## Task statement
Nothing in the records should change; write them all out exactly.
────────
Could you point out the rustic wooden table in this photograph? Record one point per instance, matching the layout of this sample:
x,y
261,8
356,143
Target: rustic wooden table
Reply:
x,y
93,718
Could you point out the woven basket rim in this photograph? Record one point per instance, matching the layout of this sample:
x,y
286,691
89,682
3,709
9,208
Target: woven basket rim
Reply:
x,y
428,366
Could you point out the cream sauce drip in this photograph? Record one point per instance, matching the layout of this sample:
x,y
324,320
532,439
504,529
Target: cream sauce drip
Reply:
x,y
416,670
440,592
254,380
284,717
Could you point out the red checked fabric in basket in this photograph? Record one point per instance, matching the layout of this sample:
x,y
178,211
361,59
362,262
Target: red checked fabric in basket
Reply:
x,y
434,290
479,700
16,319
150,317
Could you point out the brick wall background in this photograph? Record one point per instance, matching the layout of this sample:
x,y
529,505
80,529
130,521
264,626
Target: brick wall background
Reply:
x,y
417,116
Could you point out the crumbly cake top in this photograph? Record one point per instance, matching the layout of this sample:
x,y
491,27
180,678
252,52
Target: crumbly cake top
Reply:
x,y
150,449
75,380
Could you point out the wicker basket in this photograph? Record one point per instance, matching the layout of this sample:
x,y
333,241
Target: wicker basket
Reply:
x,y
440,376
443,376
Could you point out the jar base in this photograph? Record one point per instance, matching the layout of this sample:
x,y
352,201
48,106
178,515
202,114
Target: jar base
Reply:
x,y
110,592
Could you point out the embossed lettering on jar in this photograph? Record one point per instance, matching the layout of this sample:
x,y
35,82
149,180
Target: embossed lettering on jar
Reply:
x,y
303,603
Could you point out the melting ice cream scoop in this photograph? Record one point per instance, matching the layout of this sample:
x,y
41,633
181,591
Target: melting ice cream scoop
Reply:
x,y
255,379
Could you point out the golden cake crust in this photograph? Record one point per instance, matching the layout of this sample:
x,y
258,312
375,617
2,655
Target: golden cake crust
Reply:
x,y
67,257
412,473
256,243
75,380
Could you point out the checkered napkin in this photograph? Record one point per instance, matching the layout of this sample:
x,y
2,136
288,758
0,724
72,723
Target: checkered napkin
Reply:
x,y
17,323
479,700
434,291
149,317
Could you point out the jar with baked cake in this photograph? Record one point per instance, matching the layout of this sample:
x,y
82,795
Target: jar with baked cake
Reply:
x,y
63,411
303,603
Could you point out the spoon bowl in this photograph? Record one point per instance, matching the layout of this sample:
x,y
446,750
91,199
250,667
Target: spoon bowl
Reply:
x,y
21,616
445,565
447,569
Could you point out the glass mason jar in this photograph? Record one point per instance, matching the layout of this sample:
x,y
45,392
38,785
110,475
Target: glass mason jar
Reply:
────────
## Written answer
Could you point out the rustic wooden table in this photograph? Record one point per instance, matching the layout of this sample:
x,y
261,8
356,143
Target: rustic wooden table
Reply:
x,y
93,718
Could you point out the woven basket rim in this photograph? Record one point per instance, matching the layout of this sample:
x,y
286,691
89,682
3,709
9,208
Target: woven basket rim
Reply:
x,y
428,366
Could you point out the cream sauce drip in this photograph? Record one point per instance, matching the layout of this sample:
x,y
324,320
532,439
504,529
Target: cream sauce drip
Reply:
x,y
416,670
440,592
254,380
284,717
Could you point out the red checked fabric in basket in this photograph? Record one point per instance, matching the layout of this sample:
x,y
178,211
361,59
362,262
Target: red checked fabric in basket
Reply:
x,y
434,290
479,700
16,319
150,317
Could you point out the brick wall background in this photograph? Record one point per instance, matching the layout of this sample:
x,y
529,505
80,529
130,521
264,626
Target: brick wall background
Reply:
x,y
417,116
Could you point out the crumbly cake top in this photograph? Record one point per instance, matching the layout of this sample:
x,y
491,27
180,678
252,52
Target: crumbly cake top
Reply:
x,y
150,449
75,380
Could you point out the wicker basket in this photograph? Record one point per instance, matching the layout of this sample:
x,y
333,241
Target: wicker basket
Reply:
x,y
440,376
443,376
Could you point out the jar base in this photograph? Record one point per instance, matching the layout of this sample:
x,y
352,201
48,106
178,515
202,114
Target: jar base
Reply:
x,y
110,592
Could you point out the embossed lettering on jar in this photograph? Record one point per instance, matching the layout of this sample:
x,y
35,82
149,180
Target: embossed lettering on jar
Reply:
x,y
303,603
Could you point out the melting ice cream scoop in this photograph? Record one point per instance, matching the layout of this sample:
x,y
41,633
181,591
Target: melting ice cream scoop
Reply:
x,y
255,379
Could you point out the golden cake crust in this photograph? Record one point per instance, matching the layout of this sample:
x,y
258,312
375,617
2,655
Target: golden cake crust
Reply:
x,y
67,257
412,473
256,243
75,380
Could you point out the checkered napkin in this photograph? Record one point per instance, matching the layout of this sample:
x,y
2,136
288,758
0,724
72,723
Target: checkered napkin
Reply:
x,y
17,323
479,700
434,291
149,317
Could you point out the jar with baked cake in this photograph? Record one point per instance, matching the layout of this sample:
x,y
82,795
Target: jar with baked cake
Reply:
x,y
63,411
303,603
Could you point out the spoon bowl in this photograph? Record one point per instance, matching the layout of this sample:
x,y
446,750
91,199
250,667
Target: spoon bowl
Reply:
x,y
21,616
445,565
447,569
Could you point out the glass mason jar in this photograph? Record one point per instance, matching the layout of this sample:
x,y
45,392
38,785
110,475
Target: glass mason jar
Reply:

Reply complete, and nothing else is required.